Archive for March 25th, 2009

Legendary Smokies Moonshiner Dead at 62

March 25th, 2009

The Smokies get a little less wild with this sad news out of tiny Parrottsville, Tennessee, located just north of Great Smoky Mountains National Park and the Cherokee National Forest. This just in from Backpacker Magazine: Moonshine and Star Charts:

Marvin “Popcorn” Sutton, 62, a famous moonshiner known for his premium “booger” style of corn liquor, died last week after committing suicide rather than being re-imprisoned.

Sutton was out on bond following a 2008 conviction for moonshine and firearms possession by a felon (the felonies were previous moonshine and tax evasion convictions). He committed suicide days before reporting for prison after a sentencing appeal failed. Sutton, who was ill, was facing 18 to 36 months behind bars, after the raid turned up guns, three 1,000-gallon stills and 800 gallons of moonshine along with corn mash and other ingredients.

- _Jobs_
1/ Answer these about the article on Marvin "Popcorn" Sutton, one line each:
(a) In which state is Parrottsville?
(b) Which magazine is named as the source of the news?
(c) How many gallons of moonshine did the raid turn up?
2/ Resume the article on Marvin "Popcorn" Sutton's death, beginning after its final sentence.

- _Data block_
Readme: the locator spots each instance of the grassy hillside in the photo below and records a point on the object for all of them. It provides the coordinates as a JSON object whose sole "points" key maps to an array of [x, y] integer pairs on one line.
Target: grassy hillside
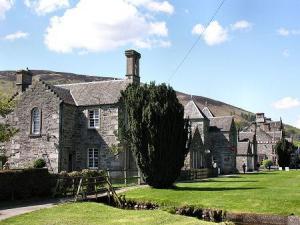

- _Task answers_
1/
(a) Tennessee
(b) Backpacker Magazine
(c) 800 gallons

2/
Sutton was one of the last real moonshiners. Much of his life had been spent running untaxed liquor and distilling unlicensed alcohol. His colorful hillbilly ways and authentic adherence to a vanishing lifestyle made him a folk hero across much of the Appalachians, especially after he wrote and published an autobiography called “Me and my Likker.”

Sutton also starred in several short documentary films and Youtube videos.

To get a sense of what the Appalachians and mountain culture lost (thanks to the ATF and an overzealous prosecutor) just watch the linked video. As Captain Jack Sparrow lamented in Pirates of the Caribbean: “The world’s as big as it always was; There’s just less in it.”

Aside from his colorful nature, Sutton was known for his safe approach to distilling ‘shine. He had few kind words for many modern moonshiners, who he felt were endangering themselves and customers by using unsafe metals and welding materials. Improper moonshine distilling can result in a poisonous product.

Prior to his death, Popcorn had prearranged for the re-release of an updated autobiography to help support his wife Pam (Pam Sutton, Box 38, Parrottsville, TN 37843). His daughter Sky also wrote a book “Daddy Moonshine” that went into proofs just as Popcorn died (asneeded@skysutton.com.)

Rest in peace, Popcorn. And if any readers out there got a jar of ‘booger,’ take a long, slow sip in remembrance.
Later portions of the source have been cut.